==== Extracted text
Description: Sets the path for the persistent volume where indexes are stored. This always follows the below nomenclature.

Data Type Requirement Default Value Possible Values
string mandatory none A valid directory path that follows <workspace>/<servie_name>/<folder_name> nomenclature

Example Usage:

envs:
  DATA_DIR: public/testingls/sample

This configuration sets the data directory to public/testingls/sample, where LakeSearch stores its indexed datasets.


USER_MODULES_DIR

Description:

Specifies the directory path for user-defined modules and configurations used by LakeSearch.

Data Type Requirement Default Value Possible Values
string optional none A valid absolute directory path

Example Usage:

envs:
  USER_MODULES_DIR: /etc/dataos/config

This indicates that user-specific configuration files are located in /etc/dataos/config.


persistentVolume

Description: Specifies a common storage location for Lakehouse services. This accepts the following two keys:

  • name: Name of the persistent volume claim.
  • directory: Path where you intend to store the indexed documents. It is important to ensure that the path defined here and the one defined in the DATA_DIR environment variable are the same. This always follows the below nomenclature.
Data Type Requirement Default Value Possible Value
object mandatory none Defines storage location with <workspace>/<servie_name>/<folder_name> nomenclature and volume name

If a Volume is not already configured in the environment, create a new one by referring to this link.

Example usage:

persistentVolume:
  name: ls-v2-test-vol
  directory: public/testingls/sample

resources

Description: Specifies resource requests and limits for compute allocation.
========
==== Given information
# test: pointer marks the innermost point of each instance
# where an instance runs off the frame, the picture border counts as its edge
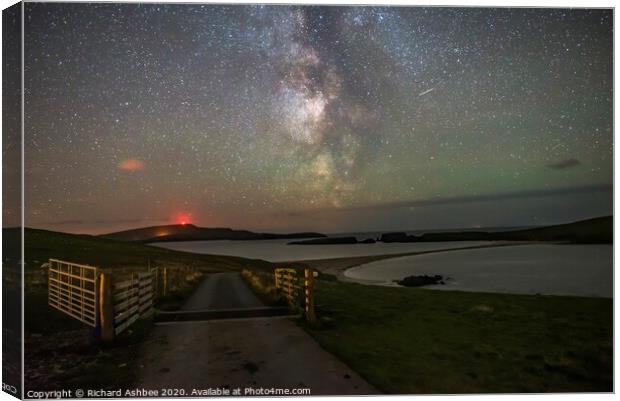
========
— To be done —
A. In the LakeSearch configuration text, what must be the same as the directory set under persistentVolume?
B. Please reproduce word for word everything in the LakeSearch configuration text from "This configuration sets" down to "used by LakeSearch.".
C. Pick up the LakeSearch configuration text after its last sentence and keep writing it.

— Answers for this exercise —
A. The path defined in the DATA_DIR environment variable.

B.
This configuration sets the data directory to public/testingls/sample, where LakeSearch stores its indexed datasets.


USER_MODULES_DIR

Description:

Specifies the directory path for user-defined modules and configurations used by LakeSearch.

C.
Data Type Requirement Default Value Possible Value
object optional none Defines CPU and memory allocation

Additional Information:

  • requests.cpu: CPU units requested (e.g., 1000m = 1 core).
  • requests.memory: Memory requested (in MiB or GiB).

Example usage:

resources:
  requests:
    cpu: 1000m
    memory: 1536Mi

stack

Description: Indicates the version of the Lakesearch Stack for the Service to run.

Data Type Requirement Default Value Possible Value
string mandatory none Format: <stack-name>:<version>

Example usage:

stack: lakesearch:6.0

stackSpec

Description: The stackSpec attribute defines the stack-specific configurations required to deploy and manage the indexing pipeline for LakeSearch. It encapsulates settings related to data sources, indexing tables, and indexing processes.

Data Type Requirement Default Value Possible Value
object mandatory none Contains lakesearch configurations

lakesearch

Description: The lakesearch attribute within stackSpec specifies configurations for indexing data in LakeSearch, including data sources, index tables, and indexing processes.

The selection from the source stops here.